--- Task to complete ---
Match the word "harness". Return each line of the data below where it appears.

Segment Start: Data

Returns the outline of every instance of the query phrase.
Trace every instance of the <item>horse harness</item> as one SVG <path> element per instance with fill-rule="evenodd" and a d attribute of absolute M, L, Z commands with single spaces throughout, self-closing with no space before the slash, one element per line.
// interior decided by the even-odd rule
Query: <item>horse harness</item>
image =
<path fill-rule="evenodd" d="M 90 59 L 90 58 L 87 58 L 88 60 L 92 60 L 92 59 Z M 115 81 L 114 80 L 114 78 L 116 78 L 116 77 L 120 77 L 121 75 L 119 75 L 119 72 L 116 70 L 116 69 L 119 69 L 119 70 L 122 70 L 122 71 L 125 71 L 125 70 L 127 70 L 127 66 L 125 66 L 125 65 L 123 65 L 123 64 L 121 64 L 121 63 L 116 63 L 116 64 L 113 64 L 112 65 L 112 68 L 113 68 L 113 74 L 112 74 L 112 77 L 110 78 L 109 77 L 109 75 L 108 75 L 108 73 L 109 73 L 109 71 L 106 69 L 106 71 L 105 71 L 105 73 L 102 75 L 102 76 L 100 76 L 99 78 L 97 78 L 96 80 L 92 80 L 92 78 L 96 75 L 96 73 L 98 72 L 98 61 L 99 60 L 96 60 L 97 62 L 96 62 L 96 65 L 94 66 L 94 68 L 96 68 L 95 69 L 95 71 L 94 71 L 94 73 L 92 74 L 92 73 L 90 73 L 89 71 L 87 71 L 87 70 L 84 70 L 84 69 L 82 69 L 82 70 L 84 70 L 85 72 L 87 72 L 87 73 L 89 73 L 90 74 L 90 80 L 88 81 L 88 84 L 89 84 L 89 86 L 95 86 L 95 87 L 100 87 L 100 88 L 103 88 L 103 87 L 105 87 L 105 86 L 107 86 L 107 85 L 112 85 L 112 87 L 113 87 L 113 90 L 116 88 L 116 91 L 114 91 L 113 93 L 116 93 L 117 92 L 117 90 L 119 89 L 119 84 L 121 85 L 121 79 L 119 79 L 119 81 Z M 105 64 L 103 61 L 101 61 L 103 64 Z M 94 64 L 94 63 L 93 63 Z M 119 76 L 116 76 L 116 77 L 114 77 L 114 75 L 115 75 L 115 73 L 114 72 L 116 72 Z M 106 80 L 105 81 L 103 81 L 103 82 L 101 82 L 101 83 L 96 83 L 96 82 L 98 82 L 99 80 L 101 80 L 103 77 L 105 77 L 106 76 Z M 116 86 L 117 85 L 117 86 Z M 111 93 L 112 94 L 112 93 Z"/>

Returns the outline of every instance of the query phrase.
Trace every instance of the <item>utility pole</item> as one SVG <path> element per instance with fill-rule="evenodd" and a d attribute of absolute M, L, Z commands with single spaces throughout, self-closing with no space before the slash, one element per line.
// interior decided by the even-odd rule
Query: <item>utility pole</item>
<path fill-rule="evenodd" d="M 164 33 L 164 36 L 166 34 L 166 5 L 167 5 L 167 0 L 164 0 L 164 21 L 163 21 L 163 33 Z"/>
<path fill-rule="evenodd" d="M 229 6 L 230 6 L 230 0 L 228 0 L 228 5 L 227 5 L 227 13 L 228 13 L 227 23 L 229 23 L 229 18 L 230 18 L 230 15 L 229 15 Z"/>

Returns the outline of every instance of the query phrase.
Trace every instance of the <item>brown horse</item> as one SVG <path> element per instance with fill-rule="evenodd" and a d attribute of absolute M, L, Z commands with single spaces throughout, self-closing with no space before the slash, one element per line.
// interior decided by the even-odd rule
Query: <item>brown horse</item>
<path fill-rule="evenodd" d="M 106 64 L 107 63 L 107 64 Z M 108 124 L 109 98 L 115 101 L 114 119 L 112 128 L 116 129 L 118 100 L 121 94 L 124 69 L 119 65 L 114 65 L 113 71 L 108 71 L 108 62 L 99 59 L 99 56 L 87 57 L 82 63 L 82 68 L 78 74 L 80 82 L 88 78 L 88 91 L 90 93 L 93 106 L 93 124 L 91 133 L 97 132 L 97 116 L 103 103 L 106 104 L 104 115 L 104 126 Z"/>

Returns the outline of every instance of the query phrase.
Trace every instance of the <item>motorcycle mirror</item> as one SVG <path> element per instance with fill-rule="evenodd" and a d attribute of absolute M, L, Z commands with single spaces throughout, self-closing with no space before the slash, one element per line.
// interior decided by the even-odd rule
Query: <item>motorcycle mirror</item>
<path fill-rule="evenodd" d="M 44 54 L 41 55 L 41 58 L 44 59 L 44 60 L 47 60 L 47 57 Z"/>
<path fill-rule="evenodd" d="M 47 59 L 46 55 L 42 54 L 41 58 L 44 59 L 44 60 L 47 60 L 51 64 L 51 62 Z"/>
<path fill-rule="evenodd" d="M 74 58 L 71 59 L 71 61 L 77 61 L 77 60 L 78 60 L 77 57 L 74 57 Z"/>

Segment End: Data

--- Written answer ---
Trace every instance of the <item>horse harness</item> as one SVG <path> element per instance with fill-rule="evenodd" and a d attribute of absolute M, L, Z commands with single spaces throughout, self-closing with no space before the slash, one element per line.
Query: <item>horse harness</item>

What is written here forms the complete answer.